[CONSEGNA]
Ricopia per intero le righe dall'inizio fino a quella che contiene "point(463, 135)", compresa, aumentando di 36 ogni coordinata dei punti dati come risposta. Escludi le immagini dal testo che restituisci.

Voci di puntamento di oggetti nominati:
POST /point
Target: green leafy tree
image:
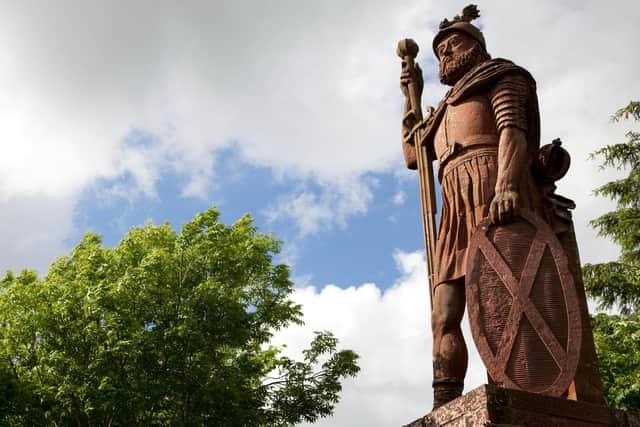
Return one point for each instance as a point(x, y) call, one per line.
point(616, 284)
point(165, 328)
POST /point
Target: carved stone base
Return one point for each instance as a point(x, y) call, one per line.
point(490, 405)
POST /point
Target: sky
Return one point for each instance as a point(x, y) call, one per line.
point(115, 113)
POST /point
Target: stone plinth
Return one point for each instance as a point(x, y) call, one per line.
point(490, 405)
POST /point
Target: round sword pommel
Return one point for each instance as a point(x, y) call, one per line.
point(407, 47)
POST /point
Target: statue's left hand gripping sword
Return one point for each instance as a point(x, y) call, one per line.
point(407, 50)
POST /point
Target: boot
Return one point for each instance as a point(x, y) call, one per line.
point(445, 390)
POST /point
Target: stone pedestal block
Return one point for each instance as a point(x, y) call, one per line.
point(490, 405)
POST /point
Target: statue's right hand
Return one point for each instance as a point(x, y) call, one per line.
point(405, 79)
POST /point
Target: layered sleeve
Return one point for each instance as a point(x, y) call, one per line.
point(509, 100)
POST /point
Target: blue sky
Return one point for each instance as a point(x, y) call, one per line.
point(344, 255)
point(114, 113)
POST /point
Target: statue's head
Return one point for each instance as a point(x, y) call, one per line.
point(459, 46)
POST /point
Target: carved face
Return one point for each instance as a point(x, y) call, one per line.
point(458, 53)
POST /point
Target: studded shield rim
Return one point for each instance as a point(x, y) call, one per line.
point(522, 307)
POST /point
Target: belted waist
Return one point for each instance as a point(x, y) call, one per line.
point(464, 155)
point(468, 142)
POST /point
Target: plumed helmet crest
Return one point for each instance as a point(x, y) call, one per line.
point(463, 24)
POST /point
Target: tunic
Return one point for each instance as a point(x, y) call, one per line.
point(463, 135)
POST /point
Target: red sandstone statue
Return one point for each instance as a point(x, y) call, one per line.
point(502, 229)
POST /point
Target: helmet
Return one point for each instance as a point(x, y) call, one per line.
point(460, 24)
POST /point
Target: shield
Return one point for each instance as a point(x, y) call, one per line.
point(523, 308)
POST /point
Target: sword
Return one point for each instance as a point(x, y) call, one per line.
point(407, 50)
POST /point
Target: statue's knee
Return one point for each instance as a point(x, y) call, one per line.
point(443, 322)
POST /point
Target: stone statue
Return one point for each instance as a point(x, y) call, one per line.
point(499, 209)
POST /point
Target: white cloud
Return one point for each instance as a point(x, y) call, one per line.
point(313, 211)
point(399, 198)
point(390, 330)
point(33, 230)
point(308, 89)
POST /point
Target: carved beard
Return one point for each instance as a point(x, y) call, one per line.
point(453, 69)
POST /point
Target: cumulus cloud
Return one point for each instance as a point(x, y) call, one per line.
point(313, 211)
point(308, 89)
point(390, 330)
point(399, 198)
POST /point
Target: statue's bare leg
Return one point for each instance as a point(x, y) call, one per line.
point(449, 350)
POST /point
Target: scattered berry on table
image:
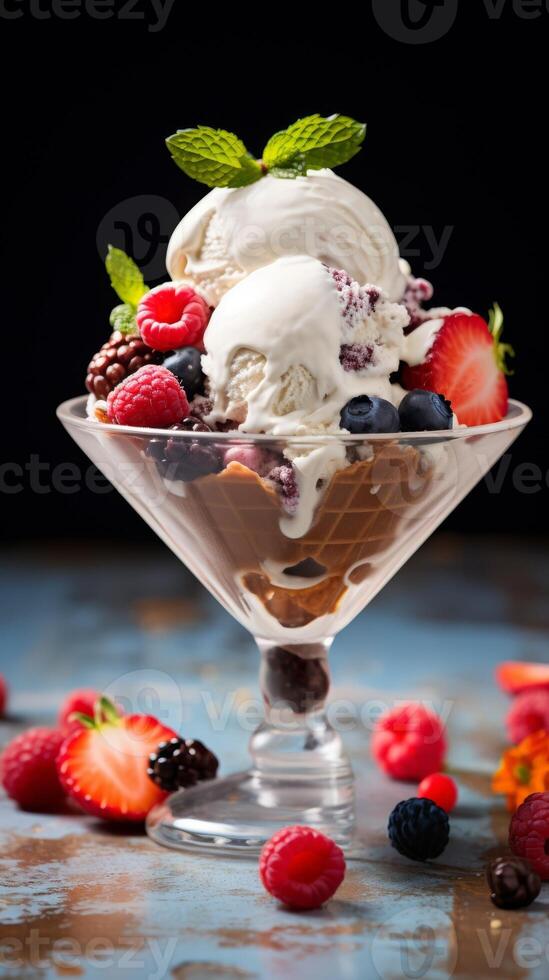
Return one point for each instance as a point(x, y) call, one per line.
point(3, 695)
point(422, 410)
point(103, 767)
point(366, 415)
point(151, 397)
point(82, 701)
point(171, 316)
point(181, 762)
point(301, 867)
point(28, 770)
point(528, 713)
point(409, 742)
point(467, 365)
point(529, 833)
point(121, 356)
point(419, 829)
point(512, 882)
point(514, 676)
point(439, 788)
point(186, 365)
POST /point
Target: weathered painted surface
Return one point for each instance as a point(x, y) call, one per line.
point(79, 899)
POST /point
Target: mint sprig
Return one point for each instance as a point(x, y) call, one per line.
point(502, 351)
point(315, 142)
point(123, 319)
point(214, 157)
point(218, 158)
point(125, 276)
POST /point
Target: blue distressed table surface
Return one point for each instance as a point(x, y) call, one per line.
point(78, 898)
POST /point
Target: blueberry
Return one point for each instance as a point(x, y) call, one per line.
point(425, 410)
point(364, 414)
point(186, 365)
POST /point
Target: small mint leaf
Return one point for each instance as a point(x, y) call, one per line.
point(314, 142)
point(296, 168)
point(125, 276)
point(214, 157)
point(122, 318)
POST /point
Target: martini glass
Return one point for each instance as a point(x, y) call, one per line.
point(293, 593)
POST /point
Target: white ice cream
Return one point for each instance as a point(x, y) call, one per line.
point(274, 361)
point(232, 232)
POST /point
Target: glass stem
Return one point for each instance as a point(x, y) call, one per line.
point(296, 740)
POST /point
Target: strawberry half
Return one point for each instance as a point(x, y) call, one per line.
point(466, 364)
point(515, 676)
point(103, 766)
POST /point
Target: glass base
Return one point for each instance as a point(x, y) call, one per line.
point(240, 812)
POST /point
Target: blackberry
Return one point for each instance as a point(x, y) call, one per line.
point(419, 829)
point(120, 356)
point(179, 459)
point(301, 682)
point(512, 882)
point(180, 763)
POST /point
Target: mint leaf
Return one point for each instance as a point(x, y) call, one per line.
point(312, 143)
point(122, 318)
point(125, 276)
point(214, 157)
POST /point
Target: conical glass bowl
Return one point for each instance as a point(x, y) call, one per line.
point(293, 593)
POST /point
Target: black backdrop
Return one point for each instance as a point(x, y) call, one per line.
point(456, 150)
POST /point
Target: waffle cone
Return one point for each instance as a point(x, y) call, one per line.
point(357, 518)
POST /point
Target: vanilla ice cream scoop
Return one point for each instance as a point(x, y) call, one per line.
point(292, 343)
point(232, 232)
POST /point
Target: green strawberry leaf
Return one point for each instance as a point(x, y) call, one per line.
point(125, 276)
point(495, 326)
point(122, 318)
point(312, 143)
point(214, 157)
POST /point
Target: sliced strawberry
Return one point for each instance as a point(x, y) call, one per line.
point(514, 676)
point(103, 766)
point(466, 364)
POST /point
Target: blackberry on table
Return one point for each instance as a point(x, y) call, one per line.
point(180, 763)
point(419, 829)
point(513, 883)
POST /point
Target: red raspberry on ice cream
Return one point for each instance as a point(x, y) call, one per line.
point(529, 833)
point(150, 397)
point(172, 315)
point(409, 742)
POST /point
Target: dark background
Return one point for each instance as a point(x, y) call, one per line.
point(456, 137)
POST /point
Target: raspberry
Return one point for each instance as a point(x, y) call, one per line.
point(28, 770)
point(301, 867)
point(529, 712)
point(171, 316)
point(83, 701)
point(409, 742)
point(419, 829)
point(529, 833)
point(439, 788)
point(150, 397)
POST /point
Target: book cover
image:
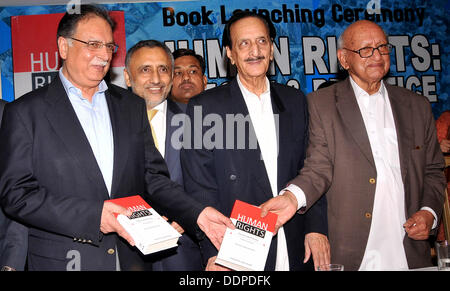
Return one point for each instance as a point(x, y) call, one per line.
point(246, 247)
point(150, 232)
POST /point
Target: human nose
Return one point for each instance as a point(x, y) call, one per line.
point(376, 53)
point(155, 77)
point(255, 49)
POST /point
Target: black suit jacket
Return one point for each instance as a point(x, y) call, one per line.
point(13, 235)
point(218, 177)
point(50, 180)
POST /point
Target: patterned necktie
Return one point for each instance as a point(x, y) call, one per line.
point(151, 113)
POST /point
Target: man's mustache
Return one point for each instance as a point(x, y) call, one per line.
point(186, 82)
point(252, 59)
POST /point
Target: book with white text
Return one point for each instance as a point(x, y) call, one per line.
point(150, 232)
point(246, 247)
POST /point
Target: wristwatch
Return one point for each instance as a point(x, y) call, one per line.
point(7, 268)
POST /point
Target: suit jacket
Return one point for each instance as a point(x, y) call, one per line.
point(49, 179)
point(186, 257)
point(13, 235)
point(220, 176)
point(340, 164)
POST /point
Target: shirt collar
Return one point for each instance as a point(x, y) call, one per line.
point(246, 92)
point(360, 92)
point(70, 88)
point(161, 107)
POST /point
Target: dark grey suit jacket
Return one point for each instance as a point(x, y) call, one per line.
point(186, 257)
point(13, 235)
point(50, 180)
point(340, 164)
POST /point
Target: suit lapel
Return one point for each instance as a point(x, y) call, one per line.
point(253, 156)
point(283, 126)
point(403, 124)
point(349, 111)
point(119, 115)
point(63, 119)
point(172, 156)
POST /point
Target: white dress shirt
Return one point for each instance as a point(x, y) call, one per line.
point(384, 249)
point(263, 120)
point(159, 126)
point(96, 124)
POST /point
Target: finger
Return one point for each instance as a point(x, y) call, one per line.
point(123, 233)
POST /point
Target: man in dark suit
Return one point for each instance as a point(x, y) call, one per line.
point(69, 147)
point(13, 236)
point(248, 164)
point(373, 151)
point(149, 73)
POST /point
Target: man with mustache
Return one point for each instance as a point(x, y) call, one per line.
point(189, 77)
point(13, 236)
point(276, 115)
point(69, 147)
point(149, 72)
point(373, 152)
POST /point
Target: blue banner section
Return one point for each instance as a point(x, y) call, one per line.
point(307, 32)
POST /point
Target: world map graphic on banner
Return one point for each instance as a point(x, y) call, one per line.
point(305, 46)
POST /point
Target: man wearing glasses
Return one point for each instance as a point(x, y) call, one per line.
point(373, 152)
point(68, 147)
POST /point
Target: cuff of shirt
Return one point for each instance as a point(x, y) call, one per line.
point(298, 193)
point(434, 214)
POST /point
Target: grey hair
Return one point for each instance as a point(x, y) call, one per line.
point(149, 43)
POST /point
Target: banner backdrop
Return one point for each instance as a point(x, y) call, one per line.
point(305, 46)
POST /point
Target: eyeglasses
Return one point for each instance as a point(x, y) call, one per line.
point(367, 52)
point(97, 45)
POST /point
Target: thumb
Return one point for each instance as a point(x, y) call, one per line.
point(307, 254)
point(115, 208)
point(265, 208)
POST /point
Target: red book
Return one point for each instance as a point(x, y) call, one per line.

[RISULTATO]
POST /point
Target: green leafy tree
image:
Return one point for each instance as a point(x, y) call, one per line.
point(652, 320)
point(201, 364)
POST /point
Target: carved stone base
Return one point for each instance as a point(x, y) call, one per line.
point(526, 441)
POST /point
Target: sky
Return one point for each instance as a point(x, y) call, one per line.
point(151, 149)
POST /point
Target: stone plinth
Return one point for each instance as a point(x, y) call, one per line.
point(526, 441)
POST /point
Target: round sword pommel
Return one point for each instance as a point(x, y) call, one per line.
point(443, 83)
POST /point
Target: statue's left hand gripping sword
Return one point for each instance as a point(x, y) call, one per line.
point(443, 86)
POST /point
Target: boot
Return one point for each instance as a point(x, y) call, one per line.
point(481, 426)
POST /point
Target: stone pedestal block
Return one point for each instance as a point(x, y) call, one per line.
point(526, 441)
POST /point
Target: statue's right hand
Return one point for each instance as a point(x, y) call, one per line.
point(441, 115)
POST /point
Target: layered sleeve
Return one point for each instance as a point(x, y) call, one per line.
point(545, 136)
POST /point
Target: blue sky
Return one point for each instance as a point(x, y) call, one per line.
point(380, 291)
point(150, 149)
POST /point
Target: statue's head
Return one point for each instance as a point(x, y) call, one per line.
point(495, 82)
POST /point
Target: carved face
Return one point for each instance as a point(x, y) call, one per line.
point(494, 89)
POST /point
Target: studded shield rim
Return one point for each instance as a point(x, y) call, one per line.
point(558, 343)
POST /point
Target: belted waist
Return one point for each instance as a point(x, y) call, one per line.
point(500, 191)
point(504, 178)
POST /point
Target: plumed helmet crest
Return one point for each instance as a point(x, y) call, one per line.
point(499, 60)
POST /point
Target: tunic
Return one point for each instance as a point(x, y) call, one per line.
point(499, 171)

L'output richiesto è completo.